Begin Data rows

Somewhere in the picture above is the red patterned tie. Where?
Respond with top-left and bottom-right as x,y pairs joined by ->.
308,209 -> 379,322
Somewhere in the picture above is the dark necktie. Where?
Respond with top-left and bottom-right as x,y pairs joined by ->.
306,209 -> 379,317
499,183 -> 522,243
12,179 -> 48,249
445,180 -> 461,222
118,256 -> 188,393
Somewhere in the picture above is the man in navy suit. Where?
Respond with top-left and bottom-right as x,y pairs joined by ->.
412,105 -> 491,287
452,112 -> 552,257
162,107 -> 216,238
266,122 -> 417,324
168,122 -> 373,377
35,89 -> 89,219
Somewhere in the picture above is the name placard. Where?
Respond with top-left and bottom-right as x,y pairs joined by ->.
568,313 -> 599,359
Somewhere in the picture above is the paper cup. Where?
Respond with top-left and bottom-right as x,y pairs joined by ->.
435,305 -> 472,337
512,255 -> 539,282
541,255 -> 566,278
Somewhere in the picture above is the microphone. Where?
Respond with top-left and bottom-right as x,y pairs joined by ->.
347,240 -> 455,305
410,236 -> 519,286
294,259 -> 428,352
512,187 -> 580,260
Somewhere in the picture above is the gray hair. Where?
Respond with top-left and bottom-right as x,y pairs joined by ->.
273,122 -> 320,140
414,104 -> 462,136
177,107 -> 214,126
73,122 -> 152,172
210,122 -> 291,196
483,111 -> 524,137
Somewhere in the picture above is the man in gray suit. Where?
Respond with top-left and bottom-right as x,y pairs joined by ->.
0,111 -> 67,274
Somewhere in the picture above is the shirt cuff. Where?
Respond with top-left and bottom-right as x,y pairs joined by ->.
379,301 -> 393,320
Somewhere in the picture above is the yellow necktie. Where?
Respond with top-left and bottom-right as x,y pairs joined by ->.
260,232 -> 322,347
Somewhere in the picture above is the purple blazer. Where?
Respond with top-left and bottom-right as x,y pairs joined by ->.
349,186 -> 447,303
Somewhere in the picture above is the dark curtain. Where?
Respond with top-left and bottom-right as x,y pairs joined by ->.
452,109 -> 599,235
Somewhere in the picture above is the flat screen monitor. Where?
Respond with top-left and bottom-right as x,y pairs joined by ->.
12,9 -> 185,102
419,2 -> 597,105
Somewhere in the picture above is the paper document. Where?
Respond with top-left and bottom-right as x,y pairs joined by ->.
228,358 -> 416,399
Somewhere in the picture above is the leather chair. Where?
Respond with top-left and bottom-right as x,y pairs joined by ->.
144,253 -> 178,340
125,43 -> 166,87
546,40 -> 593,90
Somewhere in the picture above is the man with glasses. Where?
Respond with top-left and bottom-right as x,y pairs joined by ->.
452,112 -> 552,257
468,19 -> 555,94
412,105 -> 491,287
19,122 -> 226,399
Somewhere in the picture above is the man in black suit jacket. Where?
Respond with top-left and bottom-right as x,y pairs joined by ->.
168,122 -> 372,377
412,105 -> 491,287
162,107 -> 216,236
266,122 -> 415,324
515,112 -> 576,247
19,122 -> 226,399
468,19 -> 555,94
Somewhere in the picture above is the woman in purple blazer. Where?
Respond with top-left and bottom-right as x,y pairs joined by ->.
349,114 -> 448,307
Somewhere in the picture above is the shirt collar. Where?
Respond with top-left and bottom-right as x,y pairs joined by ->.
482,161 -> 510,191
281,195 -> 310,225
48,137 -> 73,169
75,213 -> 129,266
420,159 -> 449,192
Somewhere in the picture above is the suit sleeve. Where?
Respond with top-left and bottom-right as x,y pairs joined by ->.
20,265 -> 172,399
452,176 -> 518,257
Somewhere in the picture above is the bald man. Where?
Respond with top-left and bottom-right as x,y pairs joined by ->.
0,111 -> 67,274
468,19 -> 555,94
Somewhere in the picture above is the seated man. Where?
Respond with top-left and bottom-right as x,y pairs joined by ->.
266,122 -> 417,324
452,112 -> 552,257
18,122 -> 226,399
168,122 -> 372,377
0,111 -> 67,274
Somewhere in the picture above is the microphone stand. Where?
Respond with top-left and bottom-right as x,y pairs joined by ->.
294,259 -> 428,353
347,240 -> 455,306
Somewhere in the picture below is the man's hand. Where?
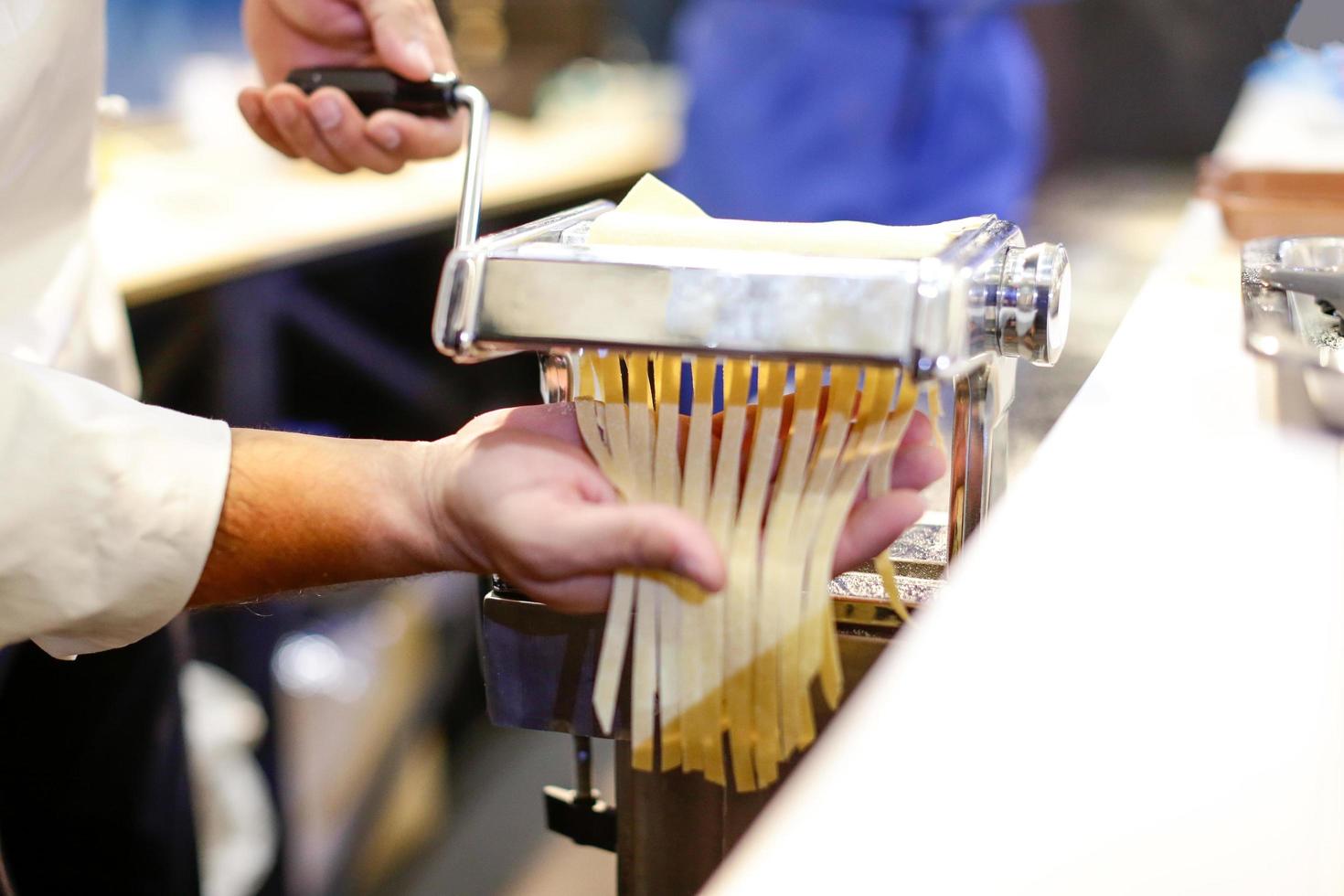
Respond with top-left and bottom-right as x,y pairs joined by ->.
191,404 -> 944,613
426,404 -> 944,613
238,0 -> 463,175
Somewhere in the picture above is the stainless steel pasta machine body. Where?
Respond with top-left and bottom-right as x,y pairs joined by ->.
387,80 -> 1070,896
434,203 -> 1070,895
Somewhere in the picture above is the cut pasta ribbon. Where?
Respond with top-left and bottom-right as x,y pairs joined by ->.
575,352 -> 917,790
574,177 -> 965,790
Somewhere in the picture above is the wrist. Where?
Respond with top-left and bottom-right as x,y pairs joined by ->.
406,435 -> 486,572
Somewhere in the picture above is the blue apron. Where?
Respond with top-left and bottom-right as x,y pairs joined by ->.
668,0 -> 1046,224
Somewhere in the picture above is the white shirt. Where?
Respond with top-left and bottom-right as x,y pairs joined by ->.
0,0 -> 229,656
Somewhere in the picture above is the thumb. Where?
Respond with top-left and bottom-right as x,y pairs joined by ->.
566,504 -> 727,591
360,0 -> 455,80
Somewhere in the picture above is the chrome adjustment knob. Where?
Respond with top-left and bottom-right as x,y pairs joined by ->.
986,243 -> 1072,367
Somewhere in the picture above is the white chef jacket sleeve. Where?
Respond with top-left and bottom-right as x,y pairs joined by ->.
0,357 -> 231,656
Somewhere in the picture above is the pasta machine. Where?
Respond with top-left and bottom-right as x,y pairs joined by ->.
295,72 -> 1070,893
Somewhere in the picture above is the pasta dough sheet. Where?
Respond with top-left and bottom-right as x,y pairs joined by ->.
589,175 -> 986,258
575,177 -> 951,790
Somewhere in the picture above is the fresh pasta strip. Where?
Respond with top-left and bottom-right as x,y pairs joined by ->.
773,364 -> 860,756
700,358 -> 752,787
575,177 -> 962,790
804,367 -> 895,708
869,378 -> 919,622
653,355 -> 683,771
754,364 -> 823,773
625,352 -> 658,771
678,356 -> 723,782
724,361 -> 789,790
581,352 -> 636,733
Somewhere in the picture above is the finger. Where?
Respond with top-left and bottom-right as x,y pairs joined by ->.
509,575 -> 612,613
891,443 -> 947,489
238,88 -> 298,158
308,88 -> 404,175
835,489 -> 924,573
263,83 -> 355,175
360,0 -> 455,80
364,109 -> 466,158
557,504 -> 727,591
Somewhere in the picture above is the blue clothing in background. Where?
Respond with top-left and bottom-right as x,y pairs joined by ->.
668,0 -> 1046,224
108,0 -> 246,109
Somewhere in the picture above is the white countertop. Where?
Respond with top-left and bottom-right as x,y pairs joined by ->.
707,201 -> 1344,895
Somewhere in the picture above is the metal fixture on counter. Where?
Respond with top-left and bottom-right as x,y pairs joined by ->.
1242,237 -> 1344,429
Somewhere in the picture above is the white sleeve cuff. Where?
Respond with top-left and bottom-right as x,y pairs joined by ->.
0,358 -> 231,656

End Data rows
Begin Data rows

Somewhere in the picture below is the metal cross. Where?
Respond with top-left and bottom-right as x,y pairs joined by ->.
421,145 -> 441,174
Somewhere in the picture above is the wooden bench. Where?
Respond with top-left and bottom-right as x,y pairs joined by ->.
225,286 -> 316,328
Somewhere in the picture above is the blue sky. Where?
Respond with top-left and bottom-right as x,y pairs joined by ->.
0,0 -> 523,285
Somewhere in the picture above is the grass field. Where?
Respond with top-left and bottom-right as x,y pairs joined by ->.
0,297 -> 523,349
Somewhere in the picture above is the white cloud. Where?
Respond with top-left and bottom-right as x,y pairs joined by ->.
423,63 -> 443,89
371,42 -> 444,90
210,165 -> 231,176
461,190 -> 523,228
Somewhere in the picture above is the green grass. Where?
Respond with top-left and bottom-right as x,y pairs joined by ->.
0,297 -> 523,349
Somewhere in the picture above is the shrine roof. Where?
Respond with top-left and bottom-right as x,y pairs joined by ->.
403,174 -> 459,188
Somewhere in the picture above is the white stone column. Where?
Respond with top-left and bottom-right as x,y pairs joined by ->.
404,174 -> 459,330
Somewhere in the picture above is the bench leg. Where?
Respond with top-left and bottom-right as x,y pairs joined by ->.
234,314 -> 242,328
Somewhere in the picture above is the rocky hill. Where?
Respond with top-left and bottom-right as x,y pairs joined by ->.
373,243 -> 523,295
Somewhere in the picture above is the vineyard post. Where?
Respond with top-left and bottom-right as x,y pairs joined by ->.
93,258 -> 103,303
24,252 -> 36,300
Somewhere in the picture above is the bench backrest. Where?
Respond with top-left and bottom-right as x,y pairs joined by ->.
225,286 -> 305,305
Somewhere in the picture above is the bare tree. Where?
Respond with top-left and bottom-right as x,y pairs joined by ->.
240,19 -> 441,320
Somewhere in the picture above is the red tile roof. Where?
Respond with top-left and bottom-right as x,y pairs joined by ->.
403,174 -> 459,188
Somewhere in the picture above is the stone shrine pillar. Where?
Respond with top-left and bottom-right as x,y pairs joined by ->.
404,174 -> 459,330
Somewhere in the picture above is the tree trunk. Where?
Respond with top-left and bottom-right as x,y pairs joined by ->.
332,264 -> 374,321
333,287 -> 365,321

End Data rows

Stated problem
Rewrite every line from the one containing "Somewhere in the picture above is the red patterned" through the one containing "308,209 -> 379,322", keeping the requests as they are and adjusting each coordinate in the answers by -94.

Response
Somewhere in the picture above is the red patterned tie. Where?
Respond with top-left and bottom-right as x,y pairs joined by ->.
214,115 -> 285,228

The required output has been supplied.